What to do |
a) Decide whether each statement agrees with the passage on harmony below, answering yes or no and quoting the words of the passage that settle it: (i) In its most basic form, harmony results from two or more pitches sounding at once. (ii) Every harmony sounds pleasant. (iii) The passage calls consonance and dissonance terms that depend on context.
b) Carry on the passage about harmony below, starting right after its last sentence.

Passage provided |
========================================================================
In it’s most basic occurrence, harmony is the result of two or more pitches played at the same time. Usually when thinking of harmony we think of sounds that are pleasing to the ears, however, anyone who has played two adjacent notes on the piano at the same time knows that not all harmony sounds pleasant. In music theory we use the terms Consonance and Dissonance to describe sounds that are “pleasing” or “displeasing,” however, pleasing and displeasing often depend on context while consonance and dissonance are empirical terms.
========================================================================
Raw records |
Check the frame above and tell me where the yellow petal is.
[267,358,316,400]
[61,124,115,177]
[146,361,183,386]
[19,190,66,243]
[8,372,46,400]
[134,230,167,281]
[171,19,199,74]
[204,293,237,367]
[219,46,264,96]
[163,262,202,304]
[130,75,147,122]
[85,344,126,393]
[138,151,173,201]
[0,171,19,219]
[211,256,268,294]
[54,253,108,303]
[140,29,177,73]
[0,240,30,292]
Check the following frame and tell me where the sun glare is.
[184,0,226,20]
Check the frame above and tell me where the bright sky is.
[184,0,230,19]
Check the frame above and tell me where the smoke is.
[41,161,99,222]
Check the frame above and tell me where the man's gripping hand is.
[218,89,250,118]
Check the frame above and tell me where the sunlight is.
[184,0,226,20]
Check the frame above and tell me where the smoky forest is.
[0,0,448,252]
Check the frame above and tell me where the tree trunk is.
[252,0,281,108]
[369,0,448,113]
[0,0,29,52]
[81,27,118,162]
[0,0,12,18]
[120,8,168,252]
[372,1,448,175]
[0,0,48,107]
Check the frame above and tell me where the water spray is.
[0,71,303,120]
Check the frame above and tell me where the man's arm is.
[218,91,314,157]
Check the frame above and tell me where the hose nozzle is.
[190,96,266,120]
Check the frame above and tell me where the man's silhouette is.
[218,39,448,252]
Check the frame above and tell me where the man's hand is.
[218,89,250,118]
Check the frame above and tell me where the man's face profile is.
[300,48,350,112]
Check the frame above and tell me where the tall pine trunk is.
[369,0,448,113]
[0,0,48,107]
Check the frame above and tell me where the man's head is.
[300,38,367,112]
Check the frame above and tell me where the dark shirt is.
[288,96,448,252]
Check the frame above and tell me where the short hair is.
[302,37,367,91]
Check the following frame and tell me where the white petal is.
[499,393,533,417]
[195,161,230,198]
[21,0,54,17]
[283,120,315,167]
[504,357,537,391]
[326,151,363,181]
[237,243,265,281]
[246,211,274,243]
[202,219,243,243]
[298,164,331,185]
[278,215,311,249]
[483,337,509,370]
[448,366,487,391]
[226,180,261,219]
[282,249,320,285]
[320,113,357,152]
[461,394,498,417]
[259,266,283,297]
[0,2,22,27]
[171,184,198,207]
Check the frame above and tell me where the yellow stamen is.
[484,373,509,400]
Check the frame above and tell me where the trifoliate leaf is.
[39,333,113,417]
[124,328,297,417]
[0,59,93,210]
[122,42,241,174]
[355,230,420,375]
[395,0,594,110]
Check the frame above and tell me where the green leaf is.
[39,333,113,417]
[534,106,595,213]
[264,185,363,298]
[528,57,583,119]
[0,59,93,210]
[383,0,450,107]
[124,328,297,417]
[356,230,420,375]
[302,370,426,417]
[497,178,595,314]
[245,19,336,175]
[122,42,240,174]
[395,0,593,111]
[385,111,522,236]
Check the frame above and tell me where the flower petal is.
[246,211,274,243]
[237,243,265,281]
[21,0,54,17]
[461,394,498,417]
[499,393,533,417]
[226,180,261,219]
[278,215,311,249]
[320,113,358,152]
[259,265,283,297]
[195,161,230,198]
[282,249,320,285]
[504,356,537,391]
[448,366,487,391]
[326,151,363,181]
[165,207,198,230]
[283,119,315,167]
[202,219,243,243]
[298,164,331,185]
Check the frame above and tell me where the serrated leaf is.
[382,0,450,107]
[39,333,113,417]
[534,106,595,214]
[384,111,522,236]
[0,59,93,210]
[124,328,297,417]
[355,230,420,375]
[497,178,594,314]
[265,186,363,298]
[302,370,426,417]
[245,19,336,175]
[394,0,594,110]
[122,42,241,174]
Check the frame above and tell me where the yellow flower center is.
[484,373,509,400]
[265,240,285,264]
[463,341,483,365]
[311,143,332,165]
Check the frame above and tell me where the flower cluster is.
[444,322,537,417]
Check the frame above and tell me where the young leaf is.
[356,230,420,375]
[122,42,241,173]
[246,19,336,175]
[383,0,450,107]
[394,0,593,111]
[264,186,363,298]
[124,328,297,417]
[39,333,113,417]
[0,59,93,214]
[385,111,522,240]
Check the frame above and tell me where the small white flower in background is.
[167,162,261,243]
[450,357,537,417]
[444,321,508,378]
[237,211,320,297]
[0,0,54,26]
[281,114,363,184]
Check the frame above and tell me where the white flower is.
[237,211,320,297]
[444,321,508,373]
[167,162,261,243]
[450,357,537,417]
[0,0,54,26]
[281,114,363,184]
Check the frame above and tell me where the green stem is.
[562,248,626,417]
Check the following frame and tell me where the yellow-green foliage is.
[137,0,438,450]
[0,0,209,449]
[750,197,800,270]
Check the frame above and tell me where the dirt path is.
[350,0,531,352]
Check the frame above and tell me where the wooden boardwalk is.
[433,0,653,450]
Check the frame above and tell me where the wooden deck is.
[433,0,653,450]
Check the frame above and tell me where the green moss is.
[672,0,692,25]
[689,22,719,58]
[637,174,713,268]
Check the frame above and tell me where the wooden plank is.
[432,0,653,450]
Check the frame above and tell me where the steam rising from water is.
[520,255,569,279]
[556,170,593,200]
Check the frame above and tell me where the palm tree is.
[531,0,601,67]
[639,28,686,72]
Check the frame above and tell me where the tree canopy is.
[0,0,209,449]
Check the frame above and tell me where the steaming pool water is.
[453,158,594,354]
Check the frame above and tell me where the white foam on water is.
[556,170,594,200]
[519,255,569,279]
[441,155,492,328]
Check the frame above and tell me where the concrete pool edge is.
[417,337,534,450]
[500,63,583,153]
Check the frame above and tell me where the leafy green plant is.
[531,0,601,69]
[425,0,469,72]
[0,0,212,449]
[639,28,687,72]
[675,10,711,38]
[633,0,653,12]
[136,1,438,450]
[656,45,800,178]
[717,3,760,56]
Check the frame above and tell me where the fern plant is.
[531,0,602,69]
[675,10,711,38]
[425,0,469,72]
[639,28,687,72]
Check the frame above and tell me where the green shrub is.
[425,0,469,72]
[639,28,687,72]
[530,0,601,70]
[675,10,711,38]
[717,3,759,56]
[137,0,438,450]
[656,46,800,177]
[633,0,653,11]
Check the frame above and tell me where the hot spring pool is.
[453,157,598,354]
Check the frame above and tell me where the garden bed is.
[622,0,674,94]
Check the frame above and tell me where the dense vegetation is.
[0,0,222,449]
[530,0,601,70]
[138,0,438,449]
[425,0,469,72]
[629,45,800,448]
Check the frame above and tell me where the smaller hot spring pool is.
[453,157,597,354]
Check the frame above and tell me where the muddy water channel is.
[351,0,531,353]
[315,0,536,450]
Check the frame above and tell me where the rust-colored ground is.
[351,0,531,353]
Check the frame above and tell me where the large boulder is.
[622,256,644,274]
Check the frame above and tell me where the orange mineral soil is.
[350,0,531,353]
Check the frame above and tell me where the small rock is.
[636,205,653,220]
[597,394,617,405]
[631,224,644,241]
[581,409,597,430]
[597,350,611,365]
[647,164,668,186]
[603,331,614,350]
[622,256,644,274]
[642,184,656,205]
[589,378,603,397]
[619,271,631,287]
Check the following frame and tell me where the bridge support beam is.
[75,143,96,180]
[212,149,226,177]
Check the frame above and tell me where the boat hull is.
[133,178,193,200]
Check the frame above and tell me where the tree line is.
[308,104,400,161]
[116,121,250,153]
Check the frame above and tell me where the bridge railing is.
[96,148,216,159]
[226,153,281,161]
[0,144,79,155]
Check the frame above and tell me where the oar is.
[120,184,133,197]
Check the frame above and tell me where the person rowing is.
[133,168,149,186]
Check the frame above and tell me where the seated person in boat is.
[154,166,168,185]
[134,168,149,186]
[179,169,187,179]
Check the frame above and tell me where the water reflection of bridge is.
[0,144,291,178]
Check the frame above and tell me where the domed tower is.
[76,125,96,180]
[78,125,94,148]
========================================================================
The results |
a)
(i) Yes: "harmony is the result of two or more pitches played at the same time."
(ii) No: "not all harmony sounds pleasant."
(iii) No: "pleasing and displeasing often depend on context while consonance and dissonance are empirical terms."

b)
Hopefully you remember from our last lesson that an interval is the distance between two notes. While we were primarily concerned with “horizontal” or melodic intervals in the previous lesson, today we’re about to look at “vertical” or harmonic intervals. Here are all of the harmonic intervals inside of an octave, grouped into consonant and dissonant intervals:

Consonant Intervals

Let’s take a closer look at consonant intervals

  • Minor 3rd (m3): 3 half steps
  • Major 3rd (M3): 4 half steps
  • Perfect 5th (P5): 7 half steps
  • Minor 6th (m6): 8 half steps
  • Major 6th (M6): 9 half steps
  • Perfect Octave (P8): 12 half steps

Dissonant Intervals

Note: the Perfect 4th is often treated as a consonant interval in popular music

Let’s take a closer look at dissonant intervals

  • Minor 2nd (m2): 1 half step
  • Major 2nd (M2): 2 half steps
  • Perfect 4th (P4): 5 half steps
  • Augmented 4th / Diminished 5th / Tritone (A4, d5, tt): 6 half steps
  • Minor 7th (m7): 10 half steps
  • Major 7th (M7): 11 half steps

Intervals are great for ear training and for composing 2 part harmonies or polyphonic lines, however, for most musicians since 1722 harmony means chords and chord progressions.